═══ Quoted passage
I was raised a Christian, and while I still believe in the message of Jesus(love each other as you love yourself), I don't identify with the religion. This is because it's been 2010 years since Jesus was around and his message has been forgotten. Religion's only goal now is to get as much money and power as they can get, which is the opposite of what Jesus wanted people to do. Jesus wanted everyone to give away their possessions to others and to separate the ego from the soul.
The basis of most religions are well-meaning, but the people in charge are some of the most corrupt people to ever live.


----------



## Keith (Aug 30, 2008)

I think those of us born with a conscience can decide objectively what is good and evil but those born without still need the threat of eternal damnation to refrain them from doing much evil.


----------



## Neptunus (Oct 29, 2007)

No.


----------



## VagueResemblance (Apr 17, 2010)

Absolutely not. Morality and empathy for another human being are not dependent on who or what you believe in.

That said..I have met some nasty people who happened to be Christian. I was very glad they had the threat of hell to keep them halfway decent. (not picking on Christianity here, eh, it'll happen in every religion with a guilt/punishment/something component to it)


----------



## happyman2011 (Jun 20, 2010)

*Do we need religion to be good people?
*
We don't need one, but sometimes having a religion helps you to be a good person, just treat the religion as a simple support group.


----------



## VIncymon (Apr 16, 2009)

the cheat said:


> I was raised a Christian, and while I still believe in the message of Jesus(love each other as you love yourself), I don't identify with the religion. This is because i*t's been 2010 years since Jesus was around and his message has been forgotten.* Religion's only goal now is to get as much money and power as they can get, which is the opposite of what Jesus wanted people to do. Jesus wanted everyone to give away their possessions to others and to separate the ego from the soul.
> The basis of most religions are well-meaning, but the people in charge are some of the most corrupt people to ever live.


Conversely, if I were to take my religion more seriously, I would become a very, VERY cynical man. The amount of corruption within Christianity alone is enough to make any 'christian' feel like the world is not worth saving.


----------



## Hamtown (Jun 10, 2010)

Well for some people its great, it gives them structure and can bring people out of the pits.But no you don't need religion to be a good person, being good to yourself,listening to yourself/becoming more intuitive is way better then any religion i think.

Concerning Christianity I think jesus was a really good guy but people just severely misinterpreted him.


----------



## millenniumman75 (Feb 4, 2005)

VIncymon said:


> Conversely, if I were to take my religion more seriously, I would become a very, VERY cynical man. The amount of corruption within Christianity alone is enough to make any 'christian' feel like the world is not worth saving.
══════
--- Exercise instructions ---
**a)** In the forum thread on religion and morality, what does happyman2011 suggest treating a religion as?
**b)** Carry on the forum thread on religion and morality from its last line.
The data after this point is separate from the forum thread.
═══ Provided information
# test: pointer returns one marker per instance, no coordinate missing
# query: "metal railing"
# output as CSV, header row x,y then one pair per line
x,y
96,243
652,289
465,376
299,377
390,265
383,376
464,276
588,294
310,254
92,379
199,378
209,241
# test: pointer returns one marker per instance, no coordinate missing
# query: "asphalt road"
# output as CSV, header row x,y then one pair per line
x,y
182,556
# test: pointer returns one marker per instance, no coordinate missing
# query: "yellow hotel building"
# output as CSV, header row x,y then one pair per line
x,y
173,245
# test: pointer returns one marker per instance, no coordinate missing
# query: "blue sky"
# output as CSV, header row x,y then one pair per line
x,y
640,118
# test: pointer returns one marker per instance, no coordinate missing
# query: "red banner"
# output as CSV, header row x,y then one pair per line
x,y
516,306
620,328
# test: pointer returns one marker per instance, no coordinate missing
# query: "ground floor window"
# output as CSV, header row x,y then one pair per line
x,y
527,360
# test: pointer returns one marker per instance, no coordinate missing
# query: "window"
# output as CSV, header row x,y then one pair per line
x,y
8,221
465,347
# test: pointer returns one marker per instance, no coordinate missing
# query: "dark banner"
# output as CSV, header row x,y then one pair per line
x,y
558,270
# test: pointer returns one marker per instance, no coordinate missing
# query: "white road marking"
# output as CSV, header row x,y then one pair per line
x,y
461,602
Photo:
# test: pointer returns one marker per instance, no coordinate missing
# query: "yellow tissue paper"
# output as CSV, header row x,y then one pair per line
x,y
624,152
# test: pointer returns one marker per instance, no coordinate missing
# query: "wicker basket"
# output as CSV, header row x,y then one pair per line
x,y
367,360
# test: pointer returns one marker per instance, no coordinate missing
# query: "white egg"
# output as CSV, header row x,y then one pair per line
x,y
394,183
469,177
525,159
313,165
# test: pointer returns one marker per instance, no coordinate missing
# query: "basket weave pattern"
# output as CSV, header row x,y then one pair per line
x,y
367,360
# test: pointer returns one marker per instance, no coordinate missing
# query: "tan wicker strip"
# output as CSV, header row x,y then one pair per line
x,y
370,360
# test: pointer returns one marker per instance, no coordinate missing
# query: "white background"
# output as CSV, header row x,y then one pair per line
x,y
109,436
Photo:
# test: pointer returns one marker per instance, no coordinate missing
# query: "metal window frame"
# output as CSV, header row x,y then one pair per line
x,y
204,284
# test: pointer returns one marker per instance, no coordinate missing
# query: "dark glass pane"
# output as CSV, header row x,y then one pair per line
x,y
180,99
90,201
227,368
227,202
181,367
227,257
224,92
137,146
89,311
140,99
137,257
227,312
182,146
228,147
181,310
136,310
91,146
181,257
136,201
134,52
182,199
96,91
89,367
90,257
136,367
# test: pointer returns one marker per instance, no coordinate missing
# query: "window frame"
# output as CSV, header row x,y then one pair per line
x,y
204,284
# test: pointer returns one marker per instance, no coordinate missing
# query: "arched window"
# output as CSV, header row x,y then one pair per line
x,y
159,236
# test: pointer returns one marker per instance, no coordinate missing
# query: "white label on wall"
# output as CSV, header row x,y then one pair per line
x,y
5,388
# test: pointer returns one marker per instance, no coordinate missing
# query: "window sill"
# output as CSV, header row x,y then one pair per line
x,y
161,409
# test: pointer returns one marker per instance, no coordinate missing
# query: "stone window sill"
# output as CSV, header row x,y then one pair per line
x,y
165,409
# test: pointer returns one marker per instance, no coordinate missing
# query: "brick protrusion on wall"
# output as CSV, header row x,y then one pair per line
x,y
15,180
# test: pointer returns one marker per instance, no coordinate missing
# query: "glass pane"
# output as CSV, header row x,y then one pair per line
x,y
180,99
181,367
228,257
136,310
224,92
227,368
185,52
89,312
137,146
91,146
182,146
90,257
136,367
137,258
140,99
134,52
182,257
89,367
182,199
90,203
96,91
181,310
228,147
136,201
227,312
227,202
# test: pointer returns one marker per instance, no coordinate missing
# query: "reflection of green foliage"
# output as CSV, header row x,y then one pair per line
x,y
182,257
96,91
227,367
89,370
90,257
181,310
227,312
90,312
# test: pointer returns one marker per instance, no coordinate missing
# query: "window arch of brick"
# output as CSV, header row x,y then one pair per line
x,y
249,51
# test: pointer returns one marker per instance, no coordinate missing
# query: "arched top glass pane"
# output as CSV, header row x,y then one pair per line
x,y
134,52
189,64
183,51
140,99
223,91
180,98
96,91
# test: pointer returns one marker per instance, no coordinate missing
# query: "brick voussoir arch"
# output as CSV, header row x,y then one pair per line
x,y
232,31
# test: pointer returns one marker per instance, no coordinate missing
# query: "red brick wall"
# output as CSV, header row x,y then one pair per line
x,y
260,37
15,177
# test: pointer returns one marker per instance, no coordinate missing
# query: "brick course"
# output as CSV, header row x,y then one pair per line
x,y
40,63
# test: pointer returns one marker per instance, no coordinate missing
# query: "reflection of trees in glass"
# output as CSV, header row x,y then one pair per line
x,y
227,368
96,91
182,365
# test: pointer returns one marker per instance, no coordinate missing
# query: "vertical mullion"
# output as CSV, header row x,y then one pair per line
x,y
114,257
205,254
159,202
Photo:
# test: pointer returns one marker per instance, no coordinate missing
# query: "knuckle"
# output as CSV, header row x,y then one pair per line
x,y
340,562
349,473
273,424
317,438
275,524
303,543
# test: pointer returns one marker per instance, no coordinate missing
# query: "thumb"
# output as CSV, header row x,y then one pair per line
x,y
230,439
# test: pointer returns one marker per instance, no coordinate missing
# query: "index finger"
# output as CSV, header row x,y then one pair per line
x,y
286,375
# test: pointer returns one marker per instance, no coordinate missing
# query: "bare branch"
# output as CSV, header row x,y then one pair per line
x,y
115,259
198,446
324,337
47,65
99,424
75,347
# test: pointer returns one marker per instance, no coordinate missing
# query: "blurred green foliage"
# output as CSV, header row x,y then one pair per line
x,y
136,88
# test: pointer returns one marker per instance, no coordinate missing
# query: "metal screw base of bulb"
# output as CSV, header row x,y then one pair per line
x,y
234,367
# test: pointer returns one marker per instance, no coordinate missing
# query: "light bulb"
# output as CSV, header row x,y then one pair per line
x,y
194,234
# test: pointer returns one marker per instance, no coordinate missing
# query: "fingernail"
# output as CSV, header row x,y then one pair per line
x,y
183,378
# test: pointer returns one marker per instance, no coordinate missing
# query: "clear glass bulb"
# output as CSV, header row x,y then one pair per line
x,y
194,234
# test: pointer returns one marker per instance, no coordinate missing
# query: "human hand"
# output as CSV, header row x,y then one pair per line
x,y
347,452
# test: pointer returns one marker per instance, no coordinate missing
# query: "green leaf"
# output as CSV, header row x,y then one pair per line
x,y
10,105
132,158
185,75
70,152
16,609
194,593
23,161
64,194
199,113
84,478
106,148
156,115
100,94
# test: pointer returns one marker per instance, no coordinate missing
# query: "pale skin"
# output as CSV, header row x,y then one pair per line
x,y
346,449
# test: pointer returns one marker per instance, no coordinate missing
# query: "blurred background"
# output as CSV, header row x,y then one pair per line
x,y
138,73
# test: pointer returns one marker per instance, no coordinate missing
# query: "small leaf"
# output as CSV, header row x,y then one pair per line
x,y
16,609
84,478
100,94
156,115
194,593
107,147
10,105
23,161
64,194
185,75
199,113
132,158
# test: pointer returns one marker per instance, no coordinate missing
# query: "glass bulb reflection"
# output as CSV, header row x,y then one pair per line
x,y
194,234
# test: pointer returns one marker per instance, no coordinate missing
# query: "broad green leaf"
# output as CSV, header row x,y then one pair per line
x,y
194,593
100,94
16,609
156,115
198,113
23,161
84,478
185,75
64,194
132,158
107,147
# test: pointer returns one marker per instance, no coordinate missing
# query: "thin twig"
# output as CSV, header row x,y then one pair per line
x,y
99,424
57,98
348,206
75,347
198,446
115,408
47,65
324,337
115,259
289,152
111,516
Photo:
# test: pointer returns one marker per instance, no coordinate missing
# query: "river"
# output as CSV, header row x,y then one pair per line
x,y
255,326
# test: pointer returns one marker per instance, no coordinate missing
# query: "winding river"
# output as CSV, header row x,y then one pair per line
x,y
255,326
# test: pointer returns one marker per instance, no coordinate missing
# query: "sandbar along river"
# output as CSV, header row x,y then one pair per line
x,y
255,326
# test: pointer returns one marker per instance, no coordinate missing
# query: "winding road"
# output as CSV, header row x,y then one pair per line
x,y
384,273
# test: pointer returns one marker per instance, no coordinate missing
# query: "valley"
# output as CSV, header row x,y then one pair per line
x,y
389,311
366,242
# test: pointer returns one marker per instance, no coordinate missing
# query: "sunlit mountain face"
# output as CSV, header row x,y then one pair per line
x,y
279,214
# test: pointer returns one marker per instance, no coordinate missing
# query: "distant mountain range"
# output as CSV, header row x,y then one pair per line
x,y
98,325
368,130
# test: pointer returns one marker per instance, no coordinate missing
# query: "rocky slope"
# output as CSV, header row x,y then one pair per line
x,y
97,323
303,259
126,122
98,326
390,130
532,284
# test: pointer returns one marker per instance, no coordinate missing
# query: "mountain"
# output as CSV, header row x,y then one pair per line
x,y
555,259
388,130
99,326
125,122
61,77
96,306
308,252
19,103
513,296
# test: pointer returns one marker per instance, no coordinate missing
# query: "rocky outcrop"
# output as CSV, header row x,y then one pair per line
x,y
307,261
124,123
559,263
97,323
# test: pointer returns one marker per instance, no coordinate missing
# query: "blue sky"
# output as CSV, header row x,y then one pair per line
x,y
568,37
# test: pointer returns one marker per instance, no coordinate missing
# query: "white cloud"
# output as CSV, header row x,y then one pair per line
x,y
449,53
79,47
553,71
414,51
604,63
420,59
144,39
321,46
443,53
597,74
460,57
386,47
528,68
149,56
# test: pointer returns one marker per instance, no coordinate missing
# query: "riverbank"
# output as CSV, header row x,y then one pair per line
══════
--- Results for each task ---
**a)** A simple support group.

**b)**
I don't know about that - I have probably started taking my religion far more seriously in the last ten years. I see corruption, but realize that other people have their issues - it is on them to fix it. In the meantime, I will not let the bitterness and corruption of others get to me.

"And lead us not into temptation
But deliver us from evil."


----------



## serendipitydodo (Apr 11, 2010)

I spoke to a Christian friend the other day. I'm an Agnostic (that's the one where you're on the fence and keep an open mind, right? ) My friend told me that Jesus has created a place for the souls of Christians to live for eternity. I told her that I've always thought that, if you live your life as a good person (never intentionally hurting anyone or anything) then, if there is a god, He will love whoever is good (Christian or not) and therefore allow their souls into Heaven. She told me that this is not the case - that only good people who have made a commitment to live as a Christian will be allowed into Heaven when they die. The souls of people who haven't made that commitment will die forever. This has scared me. She was so sure about what she said. She became a Christian when she was about 30 and is now in her 60s. Making a commitment, for me, would feel superficial - like buying a ticket to Heaven, just in case. I feel unable to resolutely believe in God but I still endeavour to be a good person.

Do you guys think that, if you're a good person and there is a heaven, after all, you will be allowed into Heaven? It feels like discrimination, if not, and wouldn't that go against the idea of God loving us all, as His children? I'm confused. :|


----------



## coldsorehighlighter (Jun 2, 2010)

serendipitydodo said:


> I spoke to a Christian friend the other day. I'm an Agnostic (that's the one where you're on the fence and keep an open mind, right? ) My friend told me that Jesus has created a place for the souls of Christians to live for eternity. I told her that I've always thought that, if you live your life as a good person (never intentionally hurting anyone or anything) then, if there is a god, He will love whoever is good (Christian or not) and therefore allow their souls into Heaven. She told me that this is not the case - that only good people who have made a commitment to live as a Christian will be allowed into Heaven when they die. The souls of people who haven't made that commitment will die forever. This has scared me. She was so sure about what she said. She became a Christian when she was about 30 and is now in her 60s. Making a commitment, for me, would feel superficial - like buying a ticket to Heaven, just in case. I feel unable to resolutely believe in God but I still endeavour to be a good person.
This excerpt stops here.